◆ Work required ◆
Your answer should be each line of the entries that contains the word "mountain", copied in full.

*** Opening of Records shown ***

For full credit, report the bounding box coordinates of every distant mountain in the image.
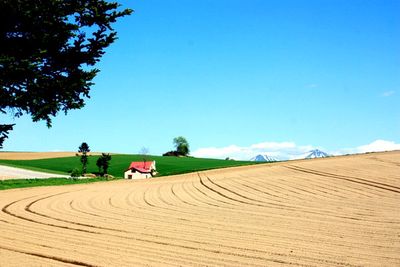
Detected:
[305,149,329,159]
[250,154,278,162]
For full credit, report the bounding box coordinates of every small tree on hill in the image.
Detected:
[77,142,90,174]
[173,136,190,156]
[96,153,112,176]
[139,147,149,162]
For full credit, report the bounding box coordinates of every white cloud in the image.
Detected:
[192,139,400,161]
[192,141,316,161]
[382,90,395,97]
[337,140,400,155]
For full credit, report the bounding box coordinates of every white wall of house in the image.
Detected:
[150,161,156,170]
[124,169,152,179]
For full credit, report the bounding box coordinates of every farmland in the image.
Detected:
[0,151,399,266]
[0,153,258,178]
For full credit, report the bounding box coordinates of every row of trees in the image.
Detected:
[76,142,112,177]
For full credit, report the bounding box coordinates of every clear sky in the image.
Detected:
[2,0,400,160]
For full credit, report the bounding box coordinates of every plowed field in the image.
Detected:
[0,151,399,266]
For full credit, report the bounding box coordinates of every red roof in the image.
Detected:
[128,161,154,173]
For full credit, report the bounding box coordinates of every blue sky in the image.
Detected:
[2,0,400,159]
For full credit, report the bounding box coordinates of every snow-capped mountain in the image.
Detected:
[250,154,278,162]
[305,149,329,159]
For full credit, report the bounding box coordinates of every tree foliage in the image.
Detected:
[173,136,190,156]
[70,167,81,179]
[0,0,132,148]
[0,124,13,149]
[77,142,90,174]
[96,153,112,175]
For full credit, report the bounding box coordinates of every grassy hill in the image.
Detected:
[0,154,258,178]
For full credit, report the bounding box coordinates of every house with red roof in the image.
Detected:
[124,161,156,179]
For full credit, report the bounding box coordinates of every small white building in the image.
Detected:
[124,161,156,180]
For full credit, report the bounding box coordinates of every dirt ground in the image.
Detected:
[0,151,101,160]
[0,165,69,180]
[0,151,399,266]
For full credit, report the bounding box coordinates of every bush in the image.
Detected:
[163,151,181,157]
[70,168,81,178]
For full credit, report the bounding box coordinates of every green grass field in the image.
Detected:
[0,154,258,178]
[0,154,259,190]
[0,177,115,191]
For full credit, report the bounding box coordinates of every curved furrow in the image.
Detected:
[3,210,394,264]
[246,172,400,224]
[3,207,397,267]
[205,174,273,203]
[258,171,380,200]
[3,181,396,254]
[0,245,94,267]
[1,152,399,266]
[286,165,400,194]
[190,177,234,206]
[229,175,346,204]
[5,189,396,262]
[4,195,291,266]
[85,184,396,266]
[199,173,399,225]
[170,183,198,207]
[1,216,251,267]
[235,172,393,214]
[240,169,390,200]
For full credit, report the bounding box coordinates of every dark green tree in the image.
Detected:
[0,124,13,149]
[173,136,190,156]
[0,0,132,148]
[77,142,90,174]
[96,153,112,175]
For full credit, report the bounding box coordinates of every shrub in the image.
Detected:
[163,151,181,157]
[70,168,81,178]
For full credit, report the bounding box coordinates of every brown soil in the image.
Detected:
[0,151,399,266]
[0,151,101,160]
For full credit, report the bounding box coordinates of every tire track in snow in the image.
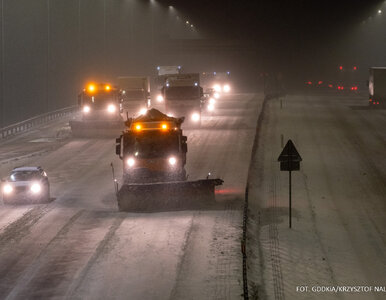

*** Close of Records shown ***

◆ Answer to the exercise ◆
For full credit, report the bounding box coordinates of every distant mountain in the image.
For full credit, report the bounding box coordinates of every snow-capped mountain in the image.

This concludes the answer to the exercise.